Locate the line with "Identify the turtle shell" in the material. Copy that line and each one after it, through the last, exactly and with nothing else.

####################

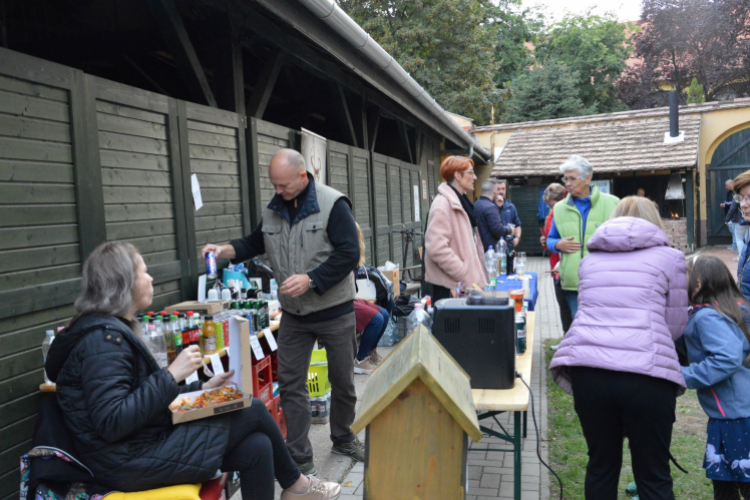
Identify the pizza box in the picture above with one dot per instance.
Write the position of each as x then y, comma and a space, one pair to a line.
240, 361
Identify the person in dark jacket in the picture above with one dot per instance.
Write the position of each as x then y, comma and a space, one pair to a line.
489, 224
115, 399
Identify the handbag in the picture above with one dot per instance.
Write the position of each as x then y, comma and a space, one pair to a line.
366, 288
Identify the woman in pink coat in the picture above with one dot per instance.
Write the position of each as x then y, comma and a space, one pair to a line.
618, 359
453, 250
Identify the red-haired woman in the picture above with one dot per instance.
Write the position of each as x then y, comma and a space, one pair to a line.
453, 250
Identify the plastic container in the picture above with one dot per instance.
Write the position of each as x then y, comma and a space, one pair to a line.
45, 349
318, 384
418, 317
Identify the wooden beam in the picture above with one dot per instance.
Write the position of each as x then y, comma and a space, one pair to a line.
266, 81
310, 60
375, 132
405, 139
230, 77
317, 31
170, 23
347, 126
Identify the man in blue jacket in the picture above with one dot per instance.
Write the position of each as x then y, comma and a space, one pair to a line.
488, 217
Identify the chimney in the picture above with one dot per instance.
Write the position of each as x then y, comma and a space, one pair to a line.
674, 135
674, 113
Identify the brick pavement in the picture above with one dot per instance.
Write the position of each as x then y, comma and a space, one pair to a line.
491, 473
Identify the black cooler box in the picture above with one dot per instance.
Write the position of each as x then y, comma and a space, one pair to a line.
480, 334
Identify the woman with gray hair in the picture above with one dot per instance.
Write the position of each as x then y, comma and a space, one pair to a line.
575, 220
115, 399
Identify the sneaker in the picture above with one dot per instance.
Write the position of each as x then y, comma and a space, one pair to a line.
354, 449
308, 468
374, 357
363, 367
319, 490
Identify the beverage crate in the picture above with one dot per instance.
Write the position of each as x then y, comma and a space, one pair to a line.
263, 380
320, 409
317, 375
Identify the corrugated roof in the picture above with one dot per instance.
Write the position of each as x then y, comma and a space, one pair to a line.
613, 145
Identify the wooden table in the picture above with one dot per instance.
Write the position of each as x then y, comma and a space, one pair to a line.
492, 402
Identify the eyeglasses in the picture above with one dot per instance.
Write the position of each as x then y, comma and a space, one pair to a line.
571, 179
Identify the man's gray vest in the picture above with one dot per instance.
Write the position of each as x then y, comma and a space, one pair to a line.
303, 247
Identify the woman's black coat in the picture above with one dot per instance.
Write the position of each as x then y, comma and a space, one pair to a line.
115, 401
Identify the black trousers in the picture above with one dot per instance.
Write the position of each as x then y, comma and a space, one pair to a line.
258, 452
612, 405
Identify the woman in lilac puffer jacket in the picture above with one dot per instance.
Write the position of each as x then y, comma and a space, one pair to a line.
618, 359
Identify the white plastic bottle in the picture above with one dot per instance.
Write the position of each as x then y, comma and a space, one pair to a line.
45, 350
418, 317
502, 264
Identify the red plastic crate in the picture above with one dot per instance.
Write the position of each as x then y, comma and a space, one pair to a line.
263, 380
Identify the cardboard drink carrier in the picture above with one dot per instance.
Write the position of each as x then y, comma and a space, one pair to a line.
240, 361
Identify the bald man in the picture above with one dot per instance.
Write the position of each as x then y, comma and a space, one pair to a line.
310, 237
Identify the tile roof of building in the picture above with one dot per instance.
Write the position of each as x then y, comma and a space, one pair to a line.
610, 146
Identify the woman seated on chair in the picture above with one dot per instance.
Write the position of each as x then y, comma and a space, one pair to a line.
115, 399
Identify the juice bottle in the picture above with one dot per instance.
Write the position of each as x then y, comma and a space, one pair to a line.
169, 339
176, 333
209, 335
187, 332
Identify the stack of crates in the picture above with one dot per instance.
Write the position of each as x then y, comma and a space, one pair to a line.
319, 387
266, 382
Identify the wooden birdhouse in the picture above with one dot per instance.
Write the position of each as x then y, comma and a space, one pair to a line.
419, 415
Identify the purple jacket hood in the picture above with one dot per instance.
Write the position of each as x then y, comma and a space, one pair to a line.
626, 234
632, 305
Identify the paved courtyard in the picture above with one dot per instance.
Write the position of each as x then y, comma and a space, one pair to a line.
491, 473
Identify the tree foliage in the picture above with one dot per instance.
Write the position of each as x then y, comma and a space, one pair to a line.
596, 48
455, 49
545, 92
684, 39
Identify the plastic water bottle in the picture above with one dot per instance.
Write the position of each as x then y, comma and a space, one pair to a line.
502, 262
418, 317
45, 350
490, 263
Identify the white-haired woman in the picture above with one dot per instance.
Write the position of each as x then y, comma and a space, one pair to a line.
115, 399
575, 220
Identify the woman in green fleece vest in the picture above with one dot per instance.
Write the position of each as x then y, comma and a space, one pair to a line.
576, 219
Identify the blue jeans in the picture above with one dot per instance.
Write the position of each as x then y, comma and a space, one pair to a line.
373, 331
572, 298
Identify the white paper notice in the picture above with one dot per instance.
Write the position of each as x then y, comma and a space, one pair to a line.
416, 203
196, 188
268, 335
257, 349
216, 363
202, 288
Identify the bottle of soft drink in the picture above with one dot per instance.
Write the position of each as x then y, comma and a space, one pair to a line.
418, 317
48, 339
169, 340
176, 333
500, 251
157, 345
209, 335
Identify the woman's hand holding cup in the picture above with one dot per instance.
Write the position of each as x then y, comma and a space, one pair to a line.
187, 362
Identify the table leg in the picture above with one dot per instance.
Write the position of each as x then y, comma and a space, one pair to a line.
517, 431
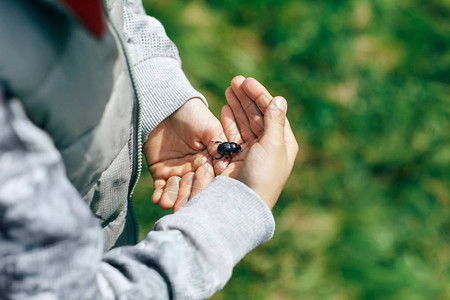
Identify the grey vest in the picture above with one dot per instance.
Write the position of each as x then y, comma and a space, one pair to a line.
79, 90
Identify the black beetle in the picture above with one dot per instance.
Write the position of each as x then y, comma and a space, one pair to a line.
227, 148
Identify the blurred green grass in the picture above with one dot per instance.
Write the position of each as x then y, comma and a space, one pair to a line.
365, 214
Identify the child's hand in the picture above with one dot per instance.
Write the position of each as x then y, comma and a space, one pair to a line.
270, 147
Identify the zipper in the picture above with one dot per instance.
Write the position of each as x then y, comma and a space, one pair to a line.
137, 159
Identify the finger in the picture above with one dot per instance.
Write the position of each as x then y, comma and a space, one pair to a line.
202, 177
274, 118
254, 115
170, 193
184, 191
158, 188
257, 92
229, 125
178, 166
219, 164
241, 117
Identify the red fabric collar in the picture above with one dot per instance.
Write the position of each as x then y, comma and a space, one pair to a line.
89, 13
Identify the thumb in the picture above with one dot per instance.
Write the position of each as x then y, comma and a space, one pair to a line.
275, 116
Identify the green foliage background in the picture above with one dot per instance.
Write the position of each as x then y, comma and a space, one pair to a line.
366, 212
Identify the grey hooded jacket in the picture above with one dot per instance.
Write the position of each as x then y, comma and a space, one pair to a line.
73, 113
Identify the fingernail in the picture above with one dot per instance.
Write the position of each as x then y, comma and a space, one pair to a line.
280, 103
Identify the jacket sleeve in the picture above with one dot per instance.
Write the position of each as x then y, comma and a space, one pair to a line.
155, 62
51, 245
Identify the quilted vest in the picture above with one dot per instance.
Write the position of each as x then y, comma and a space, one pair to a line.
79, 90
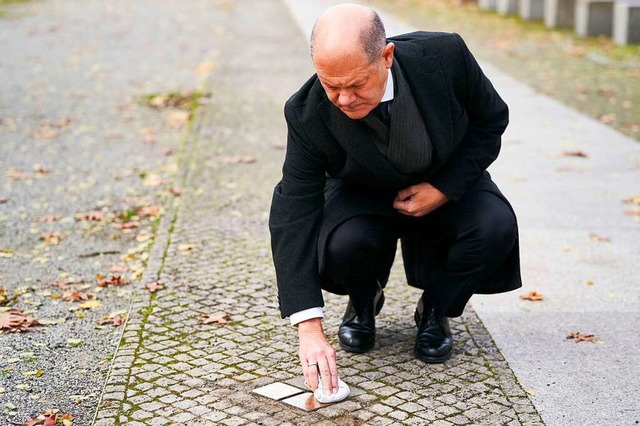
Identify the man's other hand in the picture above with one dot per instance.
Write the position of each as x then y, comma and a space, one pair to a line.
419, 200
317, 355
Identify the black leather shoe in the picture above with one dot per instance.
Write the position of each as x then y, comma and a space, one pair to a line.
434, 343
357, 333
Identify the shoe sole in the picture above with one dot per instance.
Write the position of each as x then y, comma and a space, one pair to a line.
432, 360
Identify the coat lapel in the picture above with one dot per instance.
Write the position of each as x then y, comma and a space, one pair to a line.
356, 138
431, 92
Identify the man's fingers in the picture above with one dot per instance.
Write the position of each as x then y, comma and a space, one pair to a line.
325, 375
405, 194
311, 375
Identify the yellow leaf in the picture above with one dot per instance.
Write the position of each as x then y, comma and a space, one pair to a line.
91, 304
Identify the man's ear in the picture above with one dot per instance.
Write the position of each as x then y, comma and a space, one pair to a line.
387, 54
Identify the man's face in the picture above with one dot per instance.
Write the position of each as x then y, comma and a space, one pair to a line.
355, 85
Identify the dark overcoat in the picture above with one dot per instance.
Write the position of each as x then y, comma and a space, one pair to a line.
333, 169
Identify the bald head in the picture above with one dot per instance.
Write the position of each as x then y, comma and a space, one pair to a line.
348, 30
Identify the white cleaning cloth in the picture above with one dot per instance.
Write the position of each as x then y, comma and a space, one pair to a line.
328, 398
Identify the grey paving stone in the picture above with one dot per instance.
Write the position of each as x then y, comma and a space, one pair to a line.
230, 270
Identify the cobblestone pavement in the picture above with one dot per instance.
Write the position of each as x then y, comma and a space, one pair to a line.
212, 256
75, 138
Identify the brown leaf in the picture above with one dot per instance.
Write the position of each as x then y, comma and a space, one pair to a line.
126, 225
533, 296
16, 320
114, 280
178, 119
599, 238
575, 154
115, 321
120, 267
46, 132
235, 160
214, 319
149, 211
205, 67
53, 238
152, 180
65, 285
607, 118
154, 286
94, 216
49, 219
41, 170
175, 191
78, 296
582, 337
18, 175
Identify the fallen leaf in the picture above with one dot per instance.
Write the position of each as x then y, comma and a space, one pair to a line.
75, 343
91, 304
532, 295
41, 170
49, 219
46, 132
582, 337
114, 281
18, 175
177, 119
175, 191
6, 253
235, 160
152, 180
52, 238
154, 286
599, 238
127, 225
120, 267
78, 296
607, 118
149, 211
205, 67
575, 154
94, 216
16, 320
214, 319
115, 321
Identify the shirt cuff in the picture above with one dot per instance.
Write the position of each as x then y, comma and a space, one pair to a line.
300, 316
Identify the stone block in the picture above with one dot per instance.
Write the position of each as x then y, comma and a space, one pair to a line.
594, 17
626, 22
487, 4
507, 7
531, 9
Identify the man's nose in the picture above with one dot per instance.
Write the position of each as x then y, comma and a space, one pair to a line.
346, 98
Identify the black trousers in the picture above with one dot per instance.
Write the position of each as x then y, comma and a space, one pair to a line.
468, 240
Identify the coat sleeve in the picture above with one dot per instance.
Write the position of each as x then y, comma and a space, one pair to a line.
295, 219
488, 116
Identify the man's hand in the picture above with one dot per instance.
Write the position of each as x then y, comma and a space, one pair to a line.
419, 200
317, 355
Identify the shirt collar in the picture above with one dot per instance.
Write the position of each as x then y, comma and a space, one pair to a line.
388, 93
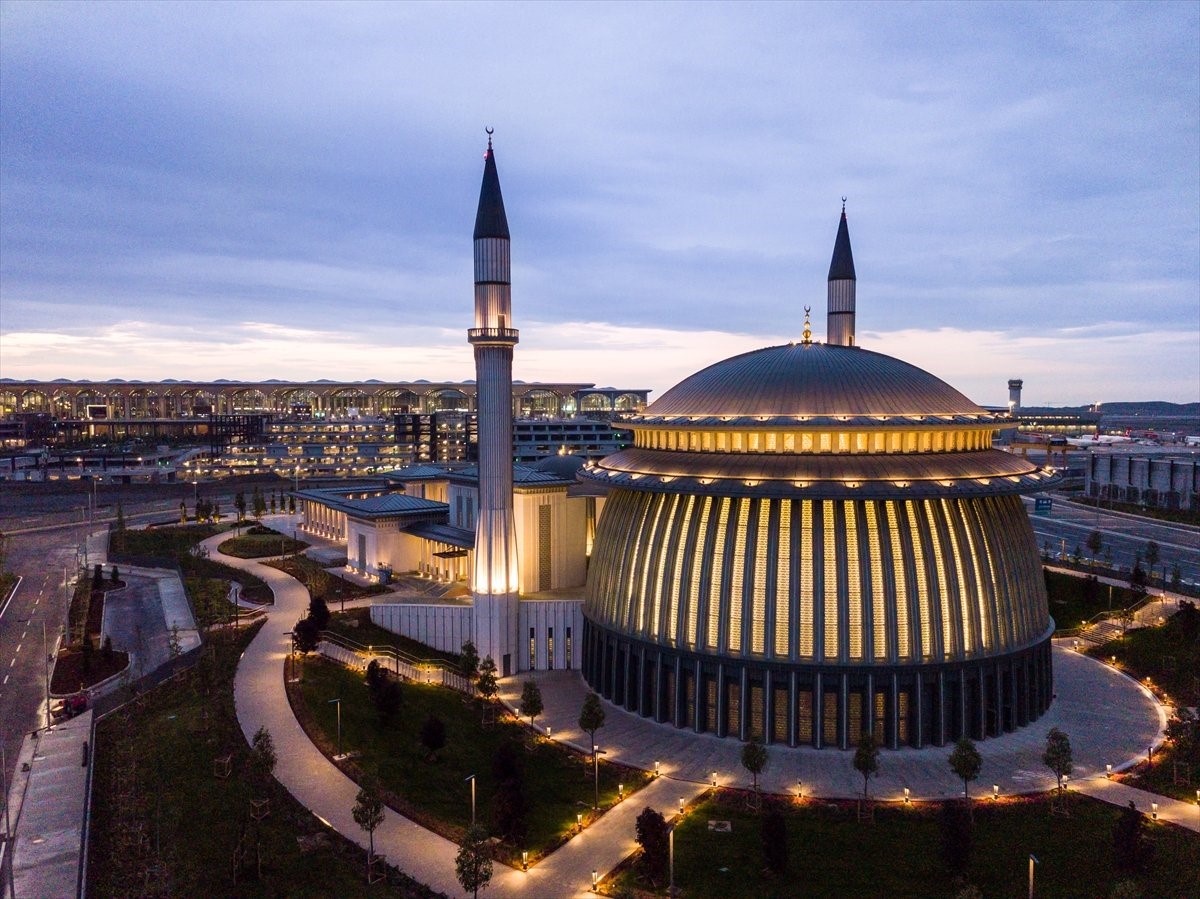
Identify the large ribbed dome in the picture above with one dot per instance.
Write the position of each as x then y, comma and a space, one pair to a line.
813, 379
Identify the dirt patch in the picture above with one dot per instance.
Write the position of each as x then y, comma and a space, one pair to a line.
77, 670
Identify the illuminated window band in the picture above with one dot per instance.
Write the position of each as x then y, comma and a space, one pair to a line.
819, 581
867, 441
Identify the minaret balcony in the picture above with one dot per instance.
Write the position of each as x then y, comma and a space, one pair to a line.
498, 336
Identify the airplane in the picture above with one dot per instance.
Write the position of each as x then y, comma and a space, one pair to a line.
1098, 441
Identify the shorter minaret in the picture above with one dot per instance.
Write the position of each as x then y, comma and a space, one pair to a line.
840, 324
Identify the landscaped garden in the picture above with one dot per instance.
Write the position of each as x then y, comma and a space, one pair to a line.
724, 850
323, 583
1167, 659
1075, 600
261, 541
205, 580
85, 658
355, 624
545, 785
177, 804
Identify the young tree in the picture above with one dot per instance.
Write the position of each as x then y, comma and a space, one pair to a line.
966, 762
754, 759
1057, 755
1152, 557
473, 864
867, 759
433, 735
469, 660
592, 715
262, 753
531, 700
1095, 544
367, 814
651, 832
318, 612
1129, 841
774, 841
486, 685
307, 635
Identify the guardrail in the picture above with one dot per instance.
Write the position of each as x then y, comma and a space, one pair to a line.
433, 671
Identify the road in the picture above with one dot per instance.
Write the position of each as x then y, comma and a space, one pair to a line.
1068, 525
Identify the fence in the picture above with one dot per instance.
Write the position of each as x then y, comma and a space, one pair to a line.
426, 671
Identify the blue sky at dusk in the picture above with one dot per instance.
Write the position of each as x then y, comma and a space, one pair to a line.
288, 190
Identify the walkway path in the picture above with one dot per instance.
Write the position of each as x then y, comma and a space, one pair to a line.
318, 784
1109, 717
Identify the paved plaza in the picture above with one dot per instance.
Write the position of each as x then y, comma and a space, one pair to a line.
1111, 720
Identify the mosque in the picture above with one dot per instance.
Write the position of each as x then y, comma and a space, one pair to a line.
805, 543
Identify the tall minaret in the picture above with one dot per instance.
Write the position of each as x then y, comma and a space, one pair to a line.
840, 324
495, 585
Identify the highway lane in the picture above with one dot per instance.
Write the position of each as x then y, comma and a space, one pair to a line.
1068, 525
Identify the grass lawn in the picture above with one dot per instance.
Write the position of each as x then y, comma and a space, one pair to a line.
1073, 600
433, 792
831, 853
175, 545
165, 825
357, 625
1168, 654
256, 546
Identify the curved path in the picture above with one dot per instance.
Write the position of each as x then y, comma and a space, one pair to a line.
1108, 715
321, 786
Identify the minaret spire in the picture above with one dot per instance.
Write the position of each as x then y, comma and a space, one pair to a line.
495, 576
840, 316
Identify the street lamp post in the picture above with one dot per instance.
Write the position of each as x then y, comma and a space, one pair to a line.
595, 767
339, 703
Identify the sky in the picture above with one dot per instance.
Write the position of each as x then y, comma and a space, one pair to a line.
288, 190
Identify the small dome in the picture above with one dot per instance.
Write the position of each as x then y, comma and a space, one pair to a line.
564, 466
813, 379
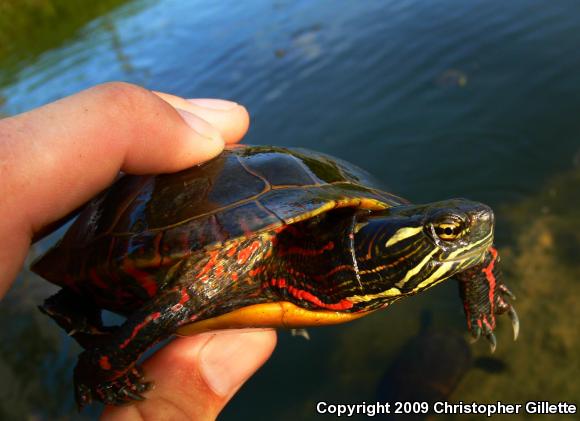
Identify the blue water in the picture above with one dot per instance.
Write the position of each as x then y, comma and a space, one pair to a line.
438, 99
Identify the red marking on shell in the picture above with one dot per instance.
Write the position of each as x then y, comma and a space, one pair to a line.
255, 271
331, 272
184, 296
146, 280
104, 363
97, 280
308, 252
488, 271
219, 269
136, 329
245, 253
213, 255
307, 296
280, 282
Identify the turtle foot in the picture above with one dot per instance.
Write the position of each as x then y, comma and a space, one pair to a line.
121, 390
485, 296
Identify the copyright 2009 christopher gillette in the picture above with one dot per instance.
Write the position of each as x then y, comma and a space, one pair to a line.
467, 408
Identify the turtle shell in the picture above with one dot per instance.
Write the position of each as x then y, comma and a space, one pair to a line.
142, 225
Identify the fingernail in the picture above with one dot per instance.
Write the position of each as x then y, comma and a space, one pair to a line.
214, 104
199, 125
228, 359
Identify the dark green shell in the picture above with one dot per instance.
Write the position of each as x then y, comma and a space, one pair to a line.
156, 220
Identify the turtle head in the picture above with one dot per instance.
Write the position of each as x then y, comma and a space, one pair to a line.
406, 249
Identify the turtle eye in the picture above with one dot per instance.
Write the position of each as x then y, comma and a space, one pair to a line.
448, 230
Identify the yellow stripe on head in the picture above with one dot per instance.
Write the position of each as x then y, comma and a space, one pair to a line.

####################

Exercise answer:
Identify the turtle shell in the picture above with one dot per instance.
Write the position of each as x then y, comma and a space, one pair to a line.
142, 225
Identify the fingernail in the picture above with one dot per instance.
Write the position of each as x then y, comma and a space, one pair to a line.
214, 104
199, 125
228, 359
Identify the dark green shell in the picture above with one dot per instance.
Write the position of each as x then y, comma and a space, one pair to a line.
156, 220
Identify the turtle head in the picture above with one dot per instance.
Write the position of each as x then y, comma and a space, one pair to a line.
406, 249
Identify the turtle eye in the picture above with one dot per instance.
Write the position of each as x then y, comma and a space, one pair to a line.
448, 230
Identify the yellow stripe on head in the picture above with one dot per instance.
Write the position of each as x then y, comma and a space, one pair to a line.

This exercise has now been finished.